_What you will do_.
Quote every line below exactly as it reads.

_Data provided_.
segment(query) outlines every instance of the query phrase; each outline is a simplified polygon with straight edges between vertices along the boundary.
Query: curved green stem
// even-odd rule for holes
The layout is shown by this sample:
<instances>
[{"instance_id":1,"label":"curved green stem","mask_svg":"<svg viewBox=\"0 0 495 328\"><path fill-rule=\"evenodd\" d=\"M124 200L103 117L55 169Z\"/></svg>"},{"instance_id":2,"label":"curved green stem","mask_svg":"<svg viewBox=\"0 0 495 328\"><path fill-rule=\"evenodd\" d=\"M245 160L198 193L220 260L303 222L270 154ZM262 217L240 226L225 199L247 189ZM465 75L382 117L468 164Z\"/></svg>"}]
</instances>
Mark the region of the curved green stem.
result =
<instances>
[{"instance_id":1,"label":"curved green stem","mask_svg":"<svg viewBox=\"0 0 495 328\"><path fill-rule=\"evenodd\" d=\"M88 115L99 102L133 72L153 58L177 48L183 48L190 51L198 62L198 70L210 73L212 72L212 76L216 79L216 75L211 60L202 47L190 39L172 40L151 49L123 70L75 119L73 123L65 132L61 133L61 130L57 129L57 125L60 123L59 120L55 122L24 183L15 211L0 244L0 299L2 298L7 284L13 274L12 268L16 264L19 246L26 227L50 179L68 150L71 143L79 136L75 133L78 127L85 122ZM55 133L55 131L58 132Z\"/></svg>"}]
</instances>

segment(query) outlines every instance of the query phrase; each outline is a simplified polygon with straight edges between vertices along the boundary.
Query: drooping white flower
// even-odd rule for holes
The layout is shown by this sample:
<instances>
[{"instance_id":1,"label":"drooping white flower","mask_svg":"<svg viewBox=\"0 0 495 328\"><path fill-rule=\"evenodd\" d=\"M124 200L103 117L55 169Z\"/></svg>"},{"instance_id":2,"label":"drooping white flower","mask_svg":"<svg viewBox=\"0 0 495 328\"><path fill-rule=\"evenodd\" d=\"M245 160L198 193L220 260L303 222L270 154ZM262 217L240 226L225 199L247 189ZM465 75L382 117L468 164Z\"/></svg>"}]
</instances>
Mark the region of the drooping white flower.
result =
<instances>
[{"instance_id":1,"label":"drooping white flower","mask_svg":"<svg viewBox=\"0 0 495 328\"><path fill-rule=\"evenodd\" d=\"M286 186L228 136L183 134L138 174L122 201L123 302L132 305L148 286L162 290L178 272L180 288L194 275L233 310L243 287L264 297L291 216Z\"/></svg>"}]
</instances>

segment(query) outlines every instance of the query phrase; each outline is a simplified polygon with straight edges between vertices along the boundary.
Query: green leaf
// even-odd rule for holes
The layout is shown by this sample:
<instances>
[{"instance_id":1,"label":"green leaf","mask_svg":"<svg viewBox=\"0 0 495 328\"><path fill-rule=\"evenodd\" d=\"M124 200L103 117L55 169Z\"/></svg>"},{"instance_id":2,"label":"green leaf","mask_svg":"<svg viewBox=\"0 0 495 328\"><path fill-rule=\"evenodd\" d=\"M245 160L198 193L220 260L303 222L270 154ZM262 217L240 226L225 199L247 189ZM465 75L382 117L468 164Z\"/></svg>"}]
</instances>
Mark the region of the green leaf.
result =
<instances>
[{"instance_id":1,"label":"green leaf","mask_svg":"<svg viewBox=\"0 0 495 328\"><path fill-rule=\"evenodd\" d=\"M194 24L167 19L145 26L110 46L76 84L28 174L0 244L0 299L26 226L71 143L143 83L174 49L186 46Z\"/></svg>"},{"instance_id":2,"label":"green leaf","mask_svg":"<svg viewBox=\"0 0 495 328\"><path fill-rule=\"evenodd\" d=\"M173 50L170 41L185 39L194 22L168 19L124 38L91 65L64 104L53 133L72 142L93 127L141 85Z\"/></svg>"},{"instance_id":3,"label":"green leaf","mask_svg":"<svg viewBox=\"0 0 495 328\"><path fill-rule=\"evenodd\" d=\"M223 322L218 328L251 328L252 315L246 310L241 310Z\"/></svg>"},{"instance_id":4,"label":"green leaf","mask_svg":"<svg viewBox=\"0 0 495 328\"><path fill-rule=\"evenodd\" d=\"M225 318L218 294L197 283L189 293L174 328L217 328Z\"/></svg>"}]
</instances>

_Output for this task_.
segment(query) outlines every instance of the query phrase; each outline is a simplified polygon with straight edges between vertices along the boundary.
Query: curved green stem
// even-odd rule for holes
The layout is shown by this sample:
<instances>
[{"instance_id":1,"label":"curved green stem","mask_svg":"<svg viewBox=\"0 0 495 328\"><path fill-rule=\"evenodd\" d=\"M124 200L103 117L55 169Z\"/></svg>"},{"instance_id":2,"label":"curved green stem","mask_svg":"<svg viewBox=\"0 0 495 328\"><path fill-rule=\"evenodd\" d=\"M245 160L198 193L220 260L303 222L270 154ZM262 217L240 226L225 199L247 189ZM465 75L382 117L468 164Z\"/></svg>"}]
</instances>
Mark the region of the curved green stem.
result =
<instances>
[{"instance_id":1,"label":"curved green stem","mask_svg":"<svg viewBox=\"0 0 495 328\"><path fill-rule=\"evenodd\" d=\"M88 115L99 102L133 72L153 58L177 48L183 48L190 51L198 62L198 70L210 73L212 72L212 76L216 79L216 75L211 60L202 47L190 39L172 40L151 49L123 70L75 119L73 123L65 132L61 133L61 130L57 129L57 125L60 123L59 120L55 122L24 183L15 211L0 244L0 299L2 298L7 284L13 274L12 268L16 264L19 246L26 227L50 179L68 150L71 143L79 136L75 133L78 127L85 122ZM55 133L55 131L58 132Z\"/></svg>"}]
</instances>

segment(query) outlines every instance of the query phrase; each outline is a simplified polygon with straight edges between vertices along the boundary.
Query: drooping white flower
// even-odd rule for holes
The layout is shown by this sample:
<instances>
[{"instance_id":1,"label":"drooping white flower","mask_svg":"<svg viewBox=\"0 0 495 328\"><path fill-rule=\"evenodd\" d=\"M124 200L103 117L55 169Z\"/></svg>"},{"instance_id":2,"label":"drooping white flower","mask_svg":"<svg viewBox=\"0 0 495 328\"><path fill-rule=\"evenodd\" d=\"M245 160L198 193L220 260L303 222L270 154ZM262 217L240 226L225 199L247 189ZM465 75L382 117L468 164Z\"/></svg>"}]
</instances>
Mark the region of the drooping white flower.
result =
<instances>
[{"instance_id":1,"label":"drooping white flower","mask_svg":"<svg viewBox=\"0 0 495 328\"><path fill-rule=\"evenodd\" d=\"M286 186L228 136L183 134L138 174L122 201L123 302L132 305L148 286L162 290L178 272L180 288L194 275L233 310L243 287L264 297L291 216Z\"/></svg>"}]
</instances>

segment(query) outlines every instance of the query phrase; each outline is a simplified polygon with straight edges between vertices along the boundary.
Query: green leaf
// even-odd rule for holes
The layout is shown by this sample:
<instances>
[{"instance_id":1,"label":"green leaf","mask_svg":"<svg viewBox=\"0 0 495 328\"><path fill-rule=\"evenodd\" d=\"M124 200L103 117L55 169Z\"/></svg>"},{"instance_id":2,"label":"green leaf","mask_svg":"<svg viewBox=\"0 0 495 328\"><path fill-rule=\"evenodd\" d=\"M245 160L198 193L220 260L303 222L270 154ZM262 217L240 226L225 199L247 189ZM465 75L382 117L468 164Z\"/></svg>"}]
</instances>
Mark the region of the green leaf.
result =
<instances>
[{"instance_id":1,"label":"green leaf","mask_svg":"<svg viewBox=\"0 0 495 328\"><path fill-rule=\"evenodd\" d=\"M194 24L167 19L145 26L110 46L76 84L28 174L0 244L0 299L26 226L71 143L143 83L174 49L186 46Z\"/></svg>"},{"instance_id":2,"label":"green leaf","mask_svg":"<svg viewBox=\"0 0 495 328\"><path fill-rule=\"evenodd\" d=\"M173 50L170 41L185 39L194 22L168 19L124 38L91 65L64 104L53 133L72 142L93 127L141 85Z\"/></svg>"},{"instance_id":3,"label":"green leaf","mask_svg":"<svg viewBox=\"0 0 495 328\"><path fill-rule=\"evenodd\" d=\"M223 322L218 328L251 328L252 315L246 310L241 310Z\"/></svg>"},{"instance_id":4,"label":"green leaf","mask_svg":"<svg viewBox=\"0 0 495 328\"><path fill-rule=\"evenodd\" d=\"M225 318L218 294L197 283L189 293L174 328L217 328Z\"/></svg>"}]
</instances>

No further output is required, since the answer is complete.